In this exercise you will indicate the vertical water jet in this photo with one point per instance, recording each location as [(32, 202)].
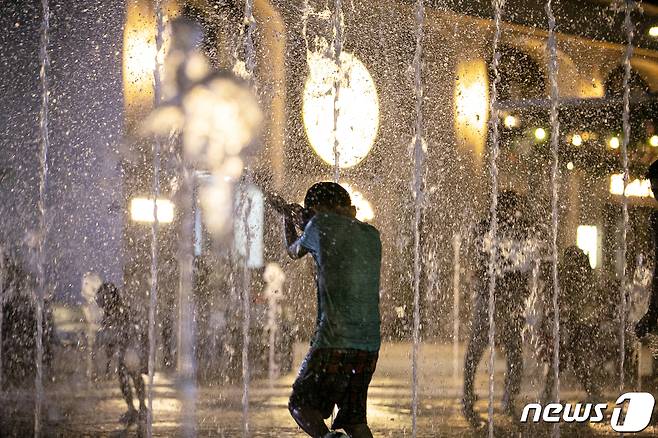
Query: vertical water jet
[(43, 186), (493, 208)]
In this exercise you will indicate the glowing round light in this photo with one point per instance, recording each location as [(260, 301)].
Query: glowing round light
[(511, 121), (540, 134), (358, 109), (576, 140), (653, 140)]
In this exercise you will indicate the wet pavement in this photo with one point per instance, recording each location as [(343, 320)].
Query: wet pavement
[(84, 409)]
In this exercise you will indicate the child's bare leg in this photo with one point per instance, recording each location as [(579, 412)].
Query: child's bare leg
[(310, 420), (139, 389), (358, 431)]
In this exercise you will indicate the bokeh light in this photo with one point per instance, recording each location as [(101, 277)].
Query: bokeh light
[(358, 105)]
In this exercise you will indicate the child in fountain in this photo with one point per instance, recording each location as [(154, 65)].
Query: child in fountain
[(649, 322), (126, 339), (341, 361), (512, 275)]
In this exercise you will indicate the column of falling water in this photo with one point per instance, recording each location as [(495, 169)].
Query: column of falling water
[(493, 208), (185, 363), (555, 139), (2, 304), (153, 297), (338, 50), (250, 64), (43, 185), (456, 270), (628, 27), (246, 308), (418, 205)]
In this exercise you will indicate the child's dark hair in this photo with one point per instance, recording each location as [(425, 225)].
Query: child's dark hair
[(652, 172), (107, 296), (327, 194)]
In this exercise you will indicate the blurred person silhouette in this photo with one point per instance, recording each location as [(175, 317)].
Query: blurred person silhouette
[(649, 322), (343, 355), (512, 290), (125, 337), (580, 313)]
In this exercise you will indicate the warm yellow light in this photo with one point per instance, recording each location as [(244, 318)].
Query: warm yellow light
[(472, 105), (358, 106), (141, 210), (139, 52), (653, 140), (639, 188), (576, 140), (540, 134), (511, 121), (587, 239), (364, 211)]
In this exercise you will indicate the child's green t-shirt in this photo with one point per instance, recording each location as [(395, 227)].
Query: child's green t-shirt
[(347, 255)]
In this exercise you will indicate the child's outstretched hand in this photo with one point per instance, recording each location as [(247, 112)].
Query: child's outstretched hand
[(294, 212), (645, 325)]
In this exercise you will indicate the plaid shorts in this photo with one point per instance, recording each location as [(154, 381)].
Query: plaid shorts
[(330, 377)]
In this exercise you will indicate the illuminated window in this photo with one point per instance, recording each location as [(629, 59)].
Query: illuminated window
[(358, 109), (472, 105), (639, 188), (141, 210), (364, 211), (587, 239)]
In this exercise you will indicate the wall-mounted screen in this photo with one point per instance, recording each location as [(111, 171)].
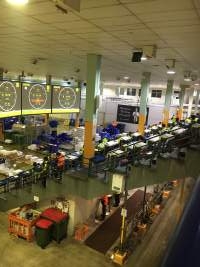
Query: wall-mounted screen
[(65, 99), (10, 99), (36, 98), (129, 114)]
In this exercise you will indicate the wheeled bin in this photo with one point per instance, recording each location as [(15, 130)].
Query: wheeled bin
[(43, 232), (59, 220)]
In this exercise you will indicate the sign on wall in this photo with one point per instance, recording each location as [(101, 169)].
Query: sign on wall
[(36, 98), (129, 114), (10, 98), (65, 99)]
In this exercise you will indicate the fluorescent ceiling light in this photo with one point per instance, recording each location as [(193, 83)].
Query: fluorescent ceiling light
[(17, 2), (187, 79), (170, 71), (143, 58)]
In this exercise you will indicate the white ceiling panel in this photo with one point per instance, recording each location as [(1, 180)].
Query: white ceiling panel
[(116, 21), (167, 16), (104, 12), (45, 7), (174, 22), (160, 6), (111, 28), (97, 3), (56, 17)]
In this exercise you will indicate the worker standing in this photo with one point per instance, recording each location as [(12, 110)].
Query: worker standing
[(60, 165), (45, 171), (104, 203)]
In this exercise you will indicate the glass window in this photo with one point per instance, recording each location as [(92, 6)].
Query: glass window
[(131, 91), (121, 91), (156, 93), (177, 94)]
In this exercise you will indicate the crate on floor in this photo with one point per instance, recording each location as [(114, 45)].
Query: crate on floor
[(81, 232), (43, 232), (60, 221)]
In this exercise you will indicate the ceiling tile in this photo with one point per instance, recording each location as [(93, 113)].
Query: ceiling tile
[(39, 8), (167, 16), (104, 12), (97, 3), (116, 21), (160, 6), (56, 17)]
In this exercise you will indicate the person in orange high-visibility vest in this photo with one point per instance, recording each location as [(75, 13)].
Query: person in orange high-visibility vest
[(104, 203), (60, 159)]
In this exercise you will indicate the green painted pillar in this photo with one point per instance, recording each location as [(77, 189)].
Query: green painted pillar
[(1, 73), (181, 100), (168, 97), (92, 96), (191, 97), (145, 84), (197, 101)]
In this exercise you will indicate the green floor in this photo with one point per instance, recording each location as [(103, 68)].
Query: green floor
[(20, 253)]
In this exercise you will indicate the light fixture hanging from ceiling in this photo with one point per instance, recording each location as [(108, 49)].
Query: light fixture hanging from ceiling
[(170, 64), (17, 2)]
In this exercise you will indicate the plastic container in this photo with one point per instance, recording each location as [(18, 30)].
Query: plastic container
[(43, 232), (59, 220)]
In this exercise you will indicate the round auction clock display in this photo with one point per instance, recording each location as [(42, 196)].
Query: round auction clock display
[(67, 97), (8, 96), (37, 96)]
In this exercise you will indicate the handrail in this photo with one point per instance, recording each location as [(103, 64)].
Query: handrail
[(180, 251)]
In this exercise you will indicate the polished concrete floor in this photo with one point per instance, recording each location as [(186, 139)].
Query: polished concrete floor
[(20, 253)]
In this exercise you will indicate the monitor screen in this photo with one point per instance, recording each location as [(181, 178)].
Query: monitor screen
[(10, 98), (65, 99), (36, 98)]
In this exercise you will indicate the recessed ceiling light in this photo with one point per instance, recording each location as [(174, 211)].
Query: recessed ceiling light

■ ■ ■ ■ ■ ■ ■

Objective | Copy the rows from the line with "In this exercise you will indicate the child in" up to and including the line with "308), (418, 205)]", substituting "descending water" for "falling water" and leaving everything else unchanged.

Answer to the problem |
In this exercise you will indicate the child in fountain in this photo with one point per instance, recording each location as [(154, 65)].
Query: child in fountain
[(649, 322), (126, 339), (341, 361), (512, 275)]
In this exercise you will indicate the column of descending water in this photo with one point per instance, recording each location as [(495, 169)].
Query: column of descending water
[(493, 208), (185, 363), (555, 139), (2, 304), (153, 297), (338, 50), (250, 64), (43, 185), (456, 270), (628, 27), (246, 308), (418, 205)]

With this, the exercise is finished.